▶ [Exercise brief] Once the line containing "label: mascot's face" is located, output it and every line after it through the end of the records, exactly as written and nothing else.

▶ [Entries supplied]
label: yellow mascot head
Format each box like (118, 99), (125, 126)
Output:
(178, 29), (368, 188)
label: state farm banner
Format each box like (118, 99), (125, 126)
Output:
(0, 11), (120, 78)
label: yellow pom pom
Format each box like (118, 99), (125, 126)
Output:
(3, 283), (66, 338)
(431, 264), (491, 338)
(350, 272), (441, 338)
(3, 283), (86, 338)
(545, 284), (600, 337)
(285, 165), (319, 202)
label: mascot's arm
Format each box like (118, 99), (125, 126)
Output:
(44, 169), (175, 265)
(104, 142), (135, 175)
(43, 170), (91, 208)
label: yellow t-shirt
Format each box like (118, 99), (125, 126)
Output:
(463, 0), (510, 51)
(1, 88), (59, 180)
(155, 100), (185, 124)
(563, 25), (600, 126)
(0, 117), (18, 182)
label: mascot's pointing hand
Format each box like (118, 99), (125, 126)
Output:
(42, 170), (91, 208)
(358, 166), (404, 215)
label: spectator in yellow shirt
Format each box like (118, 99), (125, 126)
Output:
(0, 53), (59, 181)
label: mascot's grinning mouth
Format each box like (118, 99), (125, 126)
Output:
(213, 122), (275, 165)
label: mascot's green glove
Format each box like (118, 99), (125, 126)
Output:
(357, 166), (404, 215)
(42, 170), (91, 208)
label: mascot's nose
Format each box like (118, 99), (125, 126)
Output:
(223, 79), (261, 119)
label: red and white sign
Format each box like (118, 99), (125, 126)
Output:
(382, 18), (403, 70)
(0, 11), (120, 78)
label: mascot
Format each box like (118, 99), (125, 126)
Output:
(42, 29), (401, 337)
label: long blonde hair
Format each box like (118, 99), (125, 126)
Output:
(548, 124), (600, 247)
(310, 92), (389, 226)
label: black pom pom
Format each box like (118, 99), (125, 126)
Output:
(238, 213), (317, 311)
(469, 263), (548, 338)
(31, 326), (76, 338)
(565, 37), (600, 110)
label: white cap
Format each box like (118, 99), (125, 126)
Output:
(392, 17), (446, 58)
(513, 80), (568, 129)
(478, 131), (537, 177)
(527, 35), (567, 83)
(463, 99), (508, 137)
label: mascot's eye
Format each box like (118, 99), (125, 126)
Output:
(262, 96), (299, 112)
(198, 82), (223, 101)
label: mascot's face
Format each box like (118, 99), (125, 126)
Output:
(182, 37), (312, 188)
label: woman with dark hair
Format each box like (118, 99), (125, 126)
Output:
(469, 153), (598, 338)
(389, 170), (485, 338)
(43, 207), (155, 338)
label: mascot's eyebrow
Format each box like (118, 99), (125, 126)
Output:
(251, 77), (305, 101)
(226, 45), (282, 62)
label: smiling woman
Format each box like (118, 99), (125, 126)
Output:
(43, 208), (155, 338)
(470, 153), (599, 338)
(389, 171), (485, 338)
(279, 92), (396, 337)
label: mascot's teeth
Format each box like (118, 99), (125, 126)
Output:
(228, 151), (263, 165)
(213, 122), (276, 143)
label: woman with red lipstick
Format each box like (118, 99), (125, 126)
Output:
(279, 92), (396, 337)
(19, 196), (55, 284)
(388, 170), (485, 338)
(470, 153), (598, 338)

▶ [Solution to the exercise]
label: mascot's face
Format each box like (118, 99), (125, 126)
Output:
(182, 37), (312, 188)
label: woman with dark hair
Format each box like (118, 99), (125, 126)
Output:
(469, 153), (598, 338)
(389, 170), (485, 338)
(43, 207), (155, 338)
label: mascot's eyebrow
Format each box like (118, 99), (125, 126)
Output:
(251, 77), (305, 101)
(226, 45), (282, 62)
label: smiling woman
Format each box like (118, 99), (125, 126)
Output:
(43, 208), (155, 338)
(470, 153), (599, 338)
(389, 171), (485, 338)
(279, 92), (396, 337)
label: mascot's teeth
Format each box like (118, 99), (125, 126)
Output:
(228, 151), (263, 165)
(213, 122), (276, 143)
label: woman with red lipstick
Format each box like (118, 99), (125, 126)
Output:
(279, 92), (396, 337)
(19, 196), (55, 284)
(388, 170), (485, 338)
(470, 153), (598, 338)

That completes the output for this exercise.